(Dati memorizzati)
--------------------------------

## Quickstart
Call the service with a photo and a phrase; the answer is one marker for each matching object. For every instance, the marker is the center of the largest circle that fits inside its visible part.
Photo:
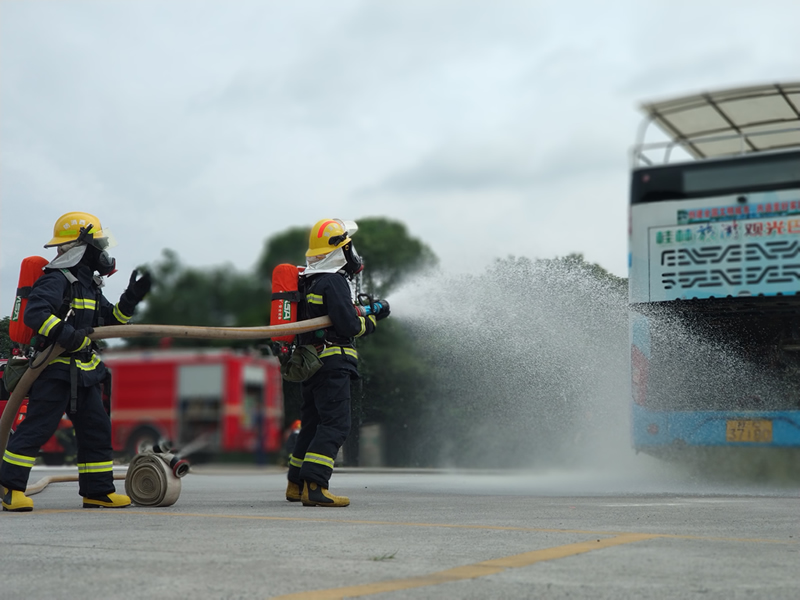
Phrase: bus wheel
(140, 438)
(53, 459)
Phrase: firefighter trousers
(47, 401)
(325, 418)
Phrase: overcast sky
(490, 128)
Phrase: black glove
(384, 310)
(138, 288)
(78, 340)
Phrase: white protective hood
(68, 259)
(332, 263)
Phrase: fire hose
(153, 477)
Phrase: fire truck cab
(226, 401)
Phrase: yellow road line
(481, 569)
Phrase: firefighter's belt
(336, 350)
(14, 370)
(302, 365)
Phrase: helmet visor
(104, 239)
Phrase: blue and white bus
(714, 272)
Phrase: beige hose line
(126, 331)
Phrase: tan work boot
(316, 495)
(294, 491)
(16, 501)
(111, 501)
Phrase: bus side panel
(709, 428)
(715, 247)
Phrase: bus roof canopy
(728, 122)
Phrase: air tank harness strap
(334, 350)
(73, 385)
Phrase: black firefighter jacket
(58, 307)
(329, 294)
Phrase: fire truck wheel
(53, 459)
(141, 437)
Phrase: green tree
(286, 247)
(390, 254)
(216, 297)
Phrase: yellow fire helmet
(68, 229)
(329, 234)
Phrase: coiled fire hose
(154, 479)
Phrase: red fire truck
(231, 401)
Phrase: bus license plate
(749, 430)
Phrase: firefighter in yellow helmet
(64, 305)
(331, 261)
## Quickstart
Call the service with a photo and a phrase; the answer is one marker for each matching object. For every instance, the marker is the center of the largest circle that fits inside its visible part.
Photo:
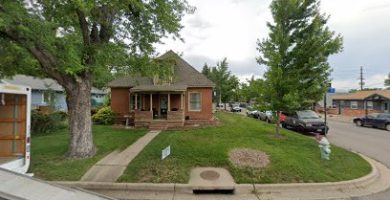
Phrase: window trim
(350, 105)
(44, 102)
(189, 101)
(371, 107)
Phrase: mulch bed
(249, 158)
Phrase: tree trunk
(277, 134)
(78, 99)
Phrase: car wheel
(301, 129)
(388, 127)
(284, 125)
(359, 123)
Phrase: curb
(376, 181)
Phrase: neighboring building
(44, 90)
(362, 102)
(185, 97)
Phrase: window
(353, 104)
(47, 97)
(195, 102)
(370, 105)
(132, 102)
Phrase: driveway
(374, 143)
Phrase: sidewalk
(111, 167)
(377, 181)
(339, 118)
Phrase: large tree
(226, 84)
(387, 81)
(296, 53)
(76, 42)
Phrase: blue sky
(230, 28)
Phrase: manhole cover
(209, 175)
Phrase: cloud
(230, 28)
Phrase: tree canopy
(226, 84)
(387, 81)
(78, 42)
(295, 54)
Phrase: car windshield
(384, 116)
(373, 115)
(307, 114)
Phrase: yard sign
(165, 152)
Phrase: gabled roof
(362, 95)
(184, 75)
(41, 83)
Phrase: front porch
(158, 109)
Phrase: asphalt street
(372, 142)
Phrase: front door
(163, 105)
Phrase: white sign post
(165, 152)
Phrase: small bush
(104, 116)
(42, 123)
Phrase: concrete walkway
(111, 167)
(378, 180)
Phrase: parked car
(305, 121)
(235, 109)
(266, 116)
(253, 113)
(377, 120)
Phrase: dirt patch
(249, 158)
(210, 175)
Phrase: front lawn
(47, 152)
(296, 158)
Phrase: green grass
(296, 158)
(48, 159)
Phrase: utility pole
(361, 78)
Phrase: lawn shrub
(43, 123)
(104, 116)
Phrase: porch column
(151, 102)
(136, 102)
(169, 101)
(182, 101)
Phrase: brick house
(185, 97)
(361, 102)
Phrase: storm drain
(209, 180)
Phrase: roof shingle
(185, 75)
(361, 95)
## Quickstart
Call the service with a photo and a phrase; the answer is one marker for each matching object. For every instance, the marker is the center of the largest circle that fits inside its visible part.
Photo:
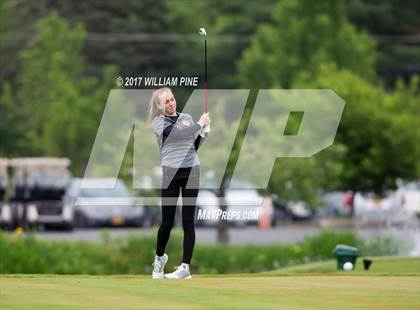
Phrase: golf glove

--------------------------------

Per favore, trasferisci qui ogni riga dei record, cominciando da quella che contiene "Phrase: white sign post" e arrivando alla fine dei record, estremi inclusi, e somma 111 a ciascuna coordinata dei punti di risposta. Lascia fuori le immagini.

Phrase: white sign post
(276, 263)
Phrase: small bush
(215, 227)
(153, 234)
Phrase: concrete walkway
(222, 278)
(489, 291)
Phrase: parked car
(416, 232)
(346, 220)
(377, 227)
(364, 224)
(488, 231)
Phrase: dirt patch
(360, 269)
(321, 286)
Phrase: front lawn
(158, 263)
(407, 269)
Phrase: green grass
(407, 269)
(159, 270)
Phrase: utility pole
(472, 189)
Phrase: lawn shrub
(154, 234)
(215, 227)
Phrase: porch column
(262, 213)
(247, 213)
(280, 212)
(293, 212)
Phrase: brick house
(296, 208)
(472, 213)
Phrase: storm drain
(320, 291)
Phrase: roof shingle
(296, 186)
(472, 206)
## Quickstart
Call the service with a photo and a phrase; the answer is one marker for each matching object. For every instance, the marker is the center of the largest circle that fits inside its visible part.
Photo:
Phrase: golf glove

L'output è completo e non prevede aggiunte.